*PROBLEM DETAILS*. Can you lay out every line of the items below as a numbered list, skipping blank lines and leaving the pictures out?
:: GIVEN ENTRIES
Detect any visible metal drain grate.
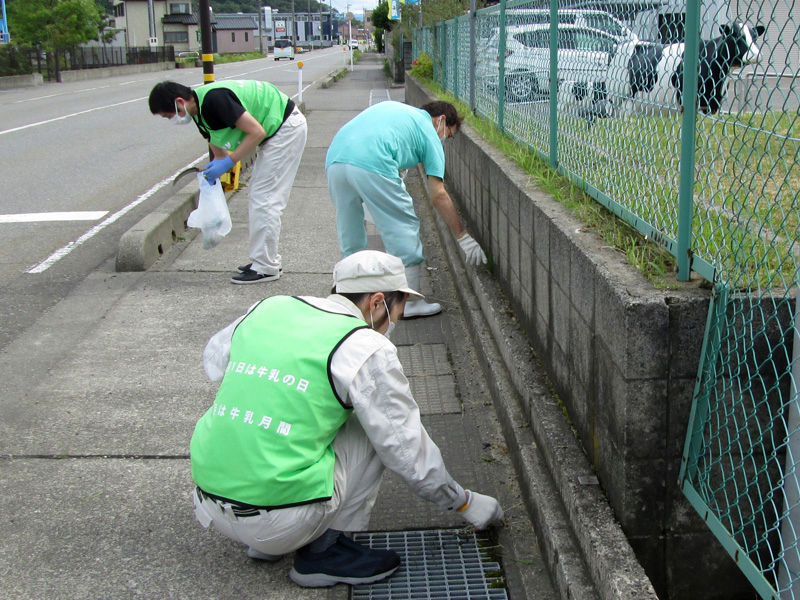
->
[369,88,391,106]
[350,529,508,600]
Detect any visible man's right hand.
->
[456,231,486,267]
[459,490,504,529]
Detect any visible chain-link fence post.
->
[548,0,558,169]
[676,2,701,281]
[497,0,506,131]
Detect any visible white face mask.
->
[369,300,397,340]
[383,300,397,340]
[169,100,192,125]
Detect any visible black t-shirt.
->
[192,88,245,139]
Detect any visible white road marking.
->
[25,154,208,273]
[0,96,147,135]
[0,210,108,223]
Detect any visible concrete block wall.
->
[406,75,753,600]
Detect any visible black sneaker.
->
[231,269,281,283]
[289,535,400,587]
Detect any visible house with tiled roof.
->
[114,0,259,54]
[212,13,258,54]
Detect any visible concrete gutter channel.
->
[116,81,657,600]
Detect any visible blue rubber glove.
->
[203,156,236,183]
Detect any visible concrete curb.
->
[116,102,306,272]
[115,191,200,272]
[418,167,657,600]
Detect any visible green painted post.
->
[548,0,558,169]
[677,2,701,281]
[453,17,461,100]
[497,0,506,131]
[439,21,447,91]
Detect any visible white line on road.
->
[0,96,146,135]
[25,155,208,273]
[0,210,108,223]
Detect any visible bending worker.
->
[325,102,486,318]
[191,250,503,587]
[150,80,308,283]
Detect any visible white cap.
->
[333,250,423,300]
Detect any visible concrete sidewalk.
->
[0,55,564,600]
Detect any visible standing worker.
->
[325,102,486,318]
[190,250,503,587]
[150,80,308,283]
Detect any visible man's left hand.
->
[203,156,236,183]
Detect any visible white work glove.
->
[459,490,503,529]
[457,231,486,267]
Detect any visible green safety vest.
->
[194,80,289,152]
[190,296,367,508]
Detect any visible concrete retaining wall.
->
[406,74,753,600]
[0,73,44,90]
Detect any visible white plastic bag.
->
[186,172,231,250]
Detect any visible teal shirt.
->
[325,102,444,179]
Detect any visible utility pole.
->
[306,0,314,50]
[292,0,297,50]
[147,0,156,40]
[200,0,214,83]
[258,2,264,55]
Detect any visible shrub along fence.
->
[414,0,800,599]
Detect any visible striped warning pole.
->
[200,0,214,83]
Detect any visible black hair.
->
[421,100,464,129]
[331,286,407,311]
[149,81,192,115]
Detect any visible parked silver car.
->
[476,24,629,102]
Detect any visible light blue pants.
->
[326,163,425,267]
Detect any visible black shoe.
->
[289,535,400,587]
[231,269,281,283]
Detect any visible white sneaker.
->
[403,300,442,319]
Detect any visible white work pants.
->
[248,108,308,275]
[326,163,425,267]
[192,415,384,554]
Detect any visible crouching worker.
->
[191,250,503,587]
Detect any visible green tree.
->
[372,1,392,31]
[6,0,105,50]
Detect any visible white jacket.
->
[203,294,466,510]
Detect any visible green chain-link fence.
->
[414,0,800,599]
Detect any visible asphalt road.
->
[0,47,348,351]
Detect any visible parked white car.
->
[506,8,639,42]
[272,40,294,60]
[476,24,622,102]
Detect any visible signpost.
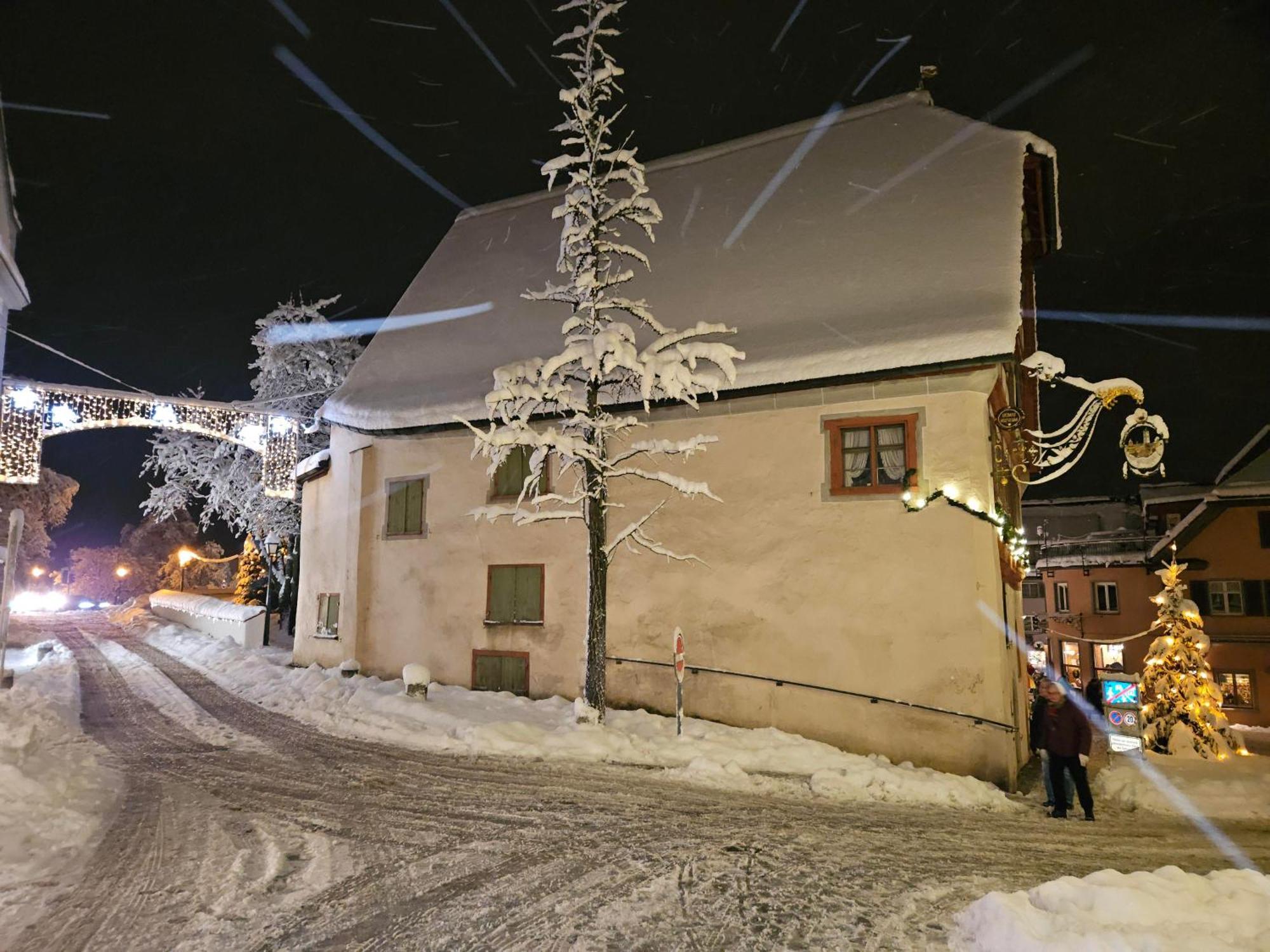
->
[1102,675,1142,754]
[674,628,683,737]
[0,509,27,688]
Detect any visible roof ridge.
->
[1213,423,1270,489]
[455,89,935,222]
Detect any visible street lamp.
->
[177,548,198,592]
[262,532,282,645]
[114,565,132,603]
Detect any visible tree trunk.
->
[583,383,608,724]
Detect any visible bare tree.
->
[469,0,744,720]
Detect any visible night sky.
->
[0,0,1270,557]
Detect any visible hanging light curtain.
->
[878,424,907,485]
[842,429,870,486]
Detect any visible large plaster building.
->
[295,93,1058,784]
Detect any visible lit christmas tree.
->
[1142,555,1248,760]
[234,536,264,605]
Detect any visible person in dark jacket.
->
[1041,682,1093,820]
[1027,678,1076,809]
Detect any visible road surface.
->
[4,613,1270,952]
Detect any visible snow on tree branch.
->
[465,0,745,717]
[141,297,362,538]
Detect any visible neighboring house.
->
[295,93,1058,784]
[0,109,30,374]
[1024,426,1270,727]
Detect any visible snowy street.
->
[0,613,1270,949]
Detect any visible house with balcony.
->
[295,93,1058,786]
[1022,426,1270,726]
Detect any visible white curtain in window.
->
[878,424,906,482]
[842,429,869,486]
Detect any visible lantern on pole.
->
[674,628,683,737]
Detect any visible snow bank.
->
[126,618,1021,811]
[1093,753,1270,820]
[949,866,1270,952]
[0,642,121,919]
[293,447,330,480]
[150,589,264,647]
[150,589,264,622]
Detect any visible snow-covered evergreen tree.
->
[141,297,362,538]
[1142,556,1242,760]
[474,0,744,720]
[234,536,264,605]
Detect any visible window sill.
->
[829,486,904,496]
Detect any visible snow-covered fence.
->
[150,589,264,647]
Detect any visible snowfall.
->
[0,605,1270,952]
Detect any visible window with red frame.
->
[824,414,917,495]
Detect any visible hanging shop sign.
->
[997,406,1024,430]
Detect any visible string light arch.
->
[0,380,300,499]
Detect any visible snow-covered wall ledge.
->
[150,589,264,647]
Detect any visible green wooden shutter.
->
[1241,579,1266,616]
[387,482,410,536]
[499,658,530,694]
[1189,579,1213,614]
[488,565,516,622]
[516,565,542,622]
[404,480,423,536]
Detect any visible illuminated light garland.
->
[899,470,1031,575]
[0,382,298,499]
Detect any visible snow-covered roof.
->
[1151,424,1270,557]
[323,93,1054,430]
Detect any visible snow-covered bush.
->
[401,664,432,701]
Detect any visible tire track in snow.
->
[18,617,1270,952]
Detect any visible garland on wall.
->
[899,470,1029,575]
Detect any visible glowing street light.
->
[114,565,132,602]
[177,547,198,592]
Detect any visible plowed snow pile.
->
[950,866,1270,952]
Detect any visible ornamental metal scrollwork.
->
[994,350,1168,484]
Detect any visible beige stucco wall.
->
[296,369,1021,783]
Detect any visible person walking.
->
[1041,682,1093,820]
[1027,677,1076,810]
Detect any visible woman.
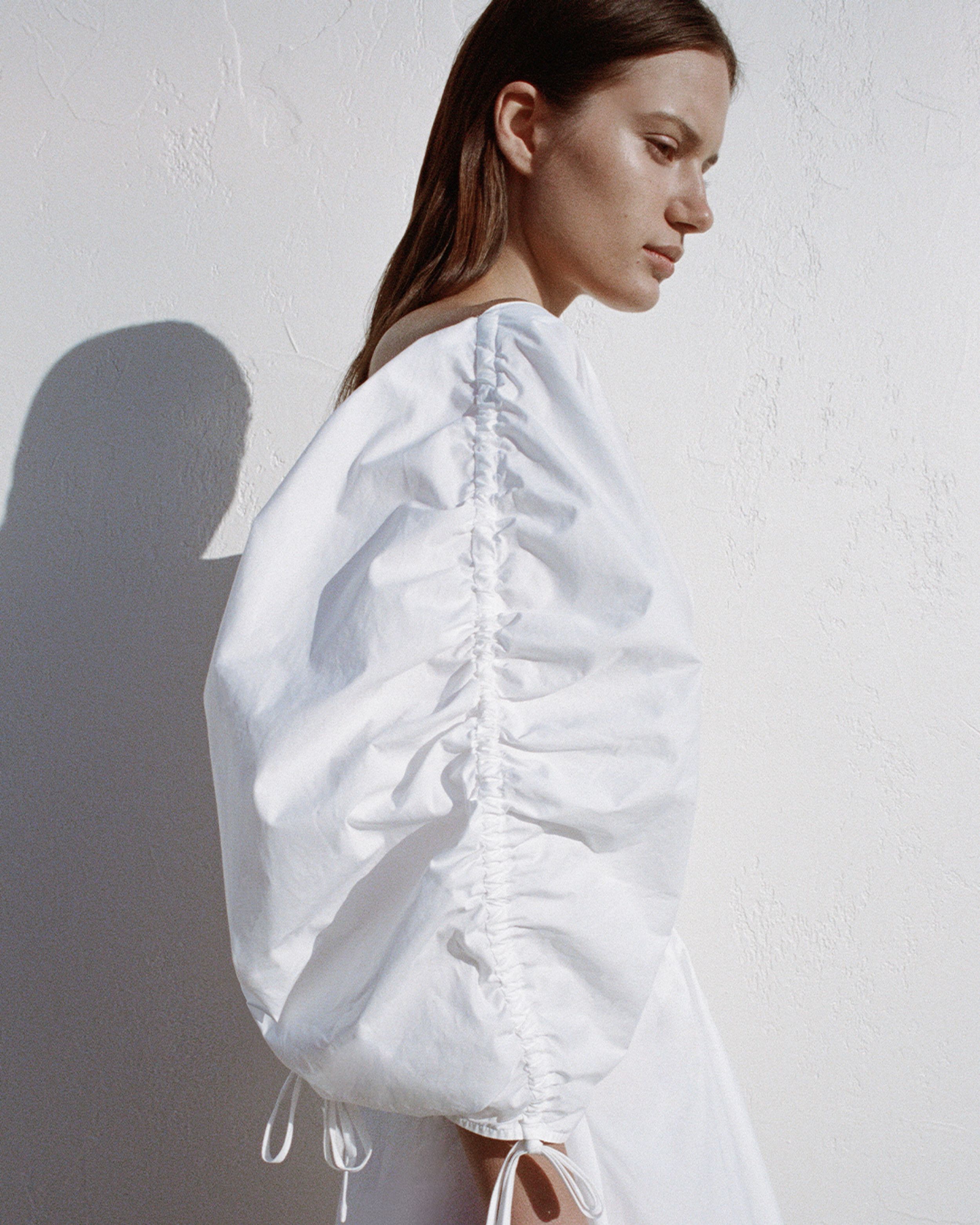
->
::::
*EXERCISE RESULT*.
1. Detect any visible metal drain grate.
2. ->
3. [369,88,391,106]
4. [350,529,508,600]
5. Detect any visible man's right hand.
6. ->
7. [456,231,486,267]
8. [459,490,504,529]
9. Detect any visible chain-link fence post.
10. ->
11. [548,0,558,169]
12. [676,2,701,281]
13. [497,0,506,131]
14. Detect any visible white face mask.
15. ->
16. [369,300,397,340]
17. [383,300,397,340]
18. [169,100,192,125]
19. Detect any visible black t-shirt.
20. ->
21. [192,88,245,139]
22. Detect any visible white road marking.
23. ->
24. [25,154,208,273]
25. [0,96,147,135]
26. [0,210,108,223]
27. Detect any visible concrete block wall.
28. ->
29. [406,75,753,600]
30. Detect any visible black sneaker.
31. ->
32. [231,269,281,283]
33. [289,535,400,587]
34. Detect any visible house with tiled roof.
35. ->
36. [114,0,259,54]
37. [212,13,258,54]
38. Detect any visible concrete gutter channel.
39. ->
40. [116,81,657,600]
41. Detect any visible blue rubber glove.
42. ->
43. [203,156,236,183]
44. Detect any visible concrete curb.
45. ->
46. [116,102,306,272]
47. [115,191,200,272]
48. [418,167,657,600]
49. Detect any visible green painted post.
50. ->
51. [548,0,558,169]
52. [677,2,701,281]
53. [453,17,461,100]
54. [497,0,506,131]
55. [439,21,447,91]
56. Detect any visible white line on road.
57. ->
58. [0,96,146,135]
59. [25,155,208,273]
60. [0,210,108,223]
61. Detect any visible bending worker.
62. ->
63. [325,102,486,318]
64. [191,250,503,587]
65. [150,80,308,283]
66. Detect any visible white cap.
67. ->
68. [333,250,423,300]
69. Detect any visible concrete sidewalk.
70. ->
71. [0,55,564,600]
72. Detect any visible standing worker.
73. ->
74. [325,102,486,318]
75. [190,250,503,587]
76. [150,80,308,283]
77. Detect any visible man's left hand.
78. ->
79. [203,156,236,183]
80. Detect any visible white work glove.
81. ->
82. [459,490,503,529]
83. [457,231,486,267]
84. Detect any visible green safety vest.
85. ->
86. [194,80,289,152]
87. [190,296,367,508]
88. Detect any visible concrete retaining wall.
89. ->
90. [406,74,753,600]
91. [0,73,44,90]
92. Detect any visible white plastic bag.
93. ->
94. [186,172,231,250]
95. Detect any visible teal shirt.
96. ->
97. [325,102,444,179]
98. Detect any visible utility pole.
99. ->
100. [306,0,314,50]
101. [292,0,297,50]
102. [147,0,156,40]
103. [200,0,214,83]
104. [258,2,264,55]
105. Detect any visible shrub along fence.
106. ->
107. [414,0,800,599]
108. Detect any visible striped warning pole.
109. ->
110. [200,0,214,83]
111. Detect any visible black hair.
112. ->
113. [421,100,464,129]
114. [331,286,407,311]
115. [149,81,192,115]
116. Detect any visible parked silver car.
117. ->
118. [476,24,629,102]
119. Detect any visible light blue pants.
120. ->
121. [326,163,425,267]
122. Detect any visible black shoe.
123. ->
124. [289,535,400,587]
125. [231,269,281,283]
126. Detect any visible white sneaker.
127. ->
128. [403,300,442,319]
129. Detect any visible white work pants.
130. ->
131. [248,108,308,275]
132. [326,163,425,267]
133. [192,415,384,554]
134. Detect any visible crouching worker.
135. ->
136. [191,250,503,587]
137. Detect any visible green tree.
138. ->
139. [372,1,392,31]
140. [6,0,105,50]
141. Detect any visible white jacket.
142. ->
143. [203,294,466,510]
144. Detect any visible green chain-link fence.
145. ->
146. [414,0,800,599]
147. Detect any visible asphalt road.
148. ->
149. [0,47,348,351]
150. Detect any visible parked white car.
151. ->
152. [506,8,639,42]
153. [272,40,294,60]
154. [476,24,622,102]
155. Detect any visible signpost.
156. ->
157. [1102,675,1142,754]
158. [674,628,683,737]
159. [0,509,27,688]
160. Detect any visible roof ridge.
161. ->
162. [1213,423,1270,489]
163. [455,89,935,222]
164. Detect any visible street lamp.
165. ->
166. [177,548,198,592]
167. [262,532,282,645]
168. [114,565,132,603]
169. Detect any visible tree trunk.
170. ->
171. [583,383,608,724]
172. Detect any visible bare tree.
173. ->
174. [469,0,744,720]
175. Detect any visible night sky.
176. ->
177. [0,0,1270,557]
178. Detect any visible hanging light curtain.
179. ->
180. [878,424,907,485]
181. [842,429,870,486]
182. Detect any visible large plaster building.
183. ->
184. [295,93,1058,784]
185. Detect any visible lit christmas tree.
186. ->
187. [1142,555,1248,760]
188. [234,536,264,605]
189. Detect any visible person in dark jacket.
190. ->
191. [1041,682,1093,820]
192. [1027,678,1076,809]
193. Detect any visible road surface.
194. ->
195. [4,613,1270,952]
196. Detect any visible snow on tree branch.
197. ->
198. [465,0,745,717]
199. [141,297,362,538]
200. Detect any visible neighboring house.
201. ->
202. [295,93,1058,784]
203. [0,109,30,374]
204. [1024,426,1270,727]
205. Detect any visible snowy street.
206. ->
207. [0,613,1270,949]
208. Detect any visible house with balcony.
209. ->
210. [295,93,1058,786]
211. [1022,426,1270,726]
212. Detect any visible white curtain in window.
213. ->
214. [878,424,906,482]
215. [842,429,869,486]
216. Detect any visible lantern on pole.
217. ->
218. [674,628,683,737]
219. Detect any visible snow bank.
220. ->
221. [126,618,1021,811]
222. [1093,753,1270,820]
223. [949,866,1270,952]
224. [0,642,121,919]
225. [293,447,330,480]
226. [150,589,264,647]
227. [150,589,264,622]
228. Detect any visible snow-covered evergreen tree.
229. ->
230. [141,297,362,538]
231. [1142,556,1242,760]
232. [474,0,744,720]
233. [234,536,264,605]
234. Detect any visible window sill.
235. ->
236. [829,486,904,496]
237. Detect any visible snow-covered fence.
238. ->
239. [150,589,264,647]
240. Detect any visible snowfall.
241. ->
242. [0,605,1270,952]
243. Detect any visible window with red frame.
244. ->
245. [824,414,917,495]
246. Detect any visible hanging shop sign.
247. ->
248. [997,406,1024,430]
249. Detect any visible string light arch.
250. ->
251. [0,380,300,499]
252. Detect any visible snow-covered wall ledge.
253. ->
254. [150,589,264,647]
255. Detect any visible green wooden shutter.
256. ->
257. [1241,579,1266,616]
258. [387,482,410,536]
259. [499,658,530,694]
260. [1189,579,1213,614]
261. [488,565,516,622]
262. [516,565,542,622]
263. [404,480,423,536]
264. Detect any visible illuminated light garland.
265. ->
266. [899,470,1031,575]
267. [0,382,298,499]
268. Detect any visible snow-covered roof.
269. ->
270. [1151,424,1270,557]
271. [323,93,1054,430]
272. Detect any visible snow-covered bush.
273. ->
274. [401,664,432,701]
275. Detect any visible tire track in snow.
276. ->
277. [18,617,1270,952]
278. Detect any visible garland on wall.
279. ->
280. [899,470,1029,575]
281. Detect any visible glowing street light.
282. ->
283. [114,565,132,602]
284. [177,547,198,592]
285. Detect any visible plowed snow pile.
286. ->
287. [950,866,1270,952]
288. Detect any visible ornamental metal scrollwork.
289. ->
290. [994,350,1168,484]
291. Detect any visible beige stucco wall.
292. ->
293. [296,369,1021,783]
294. Detect any visible person walking.
295. ->
296. [1041,682,1093,820]
297. [1027,677,1076,810]
298. Detect any visible woman.
299. ->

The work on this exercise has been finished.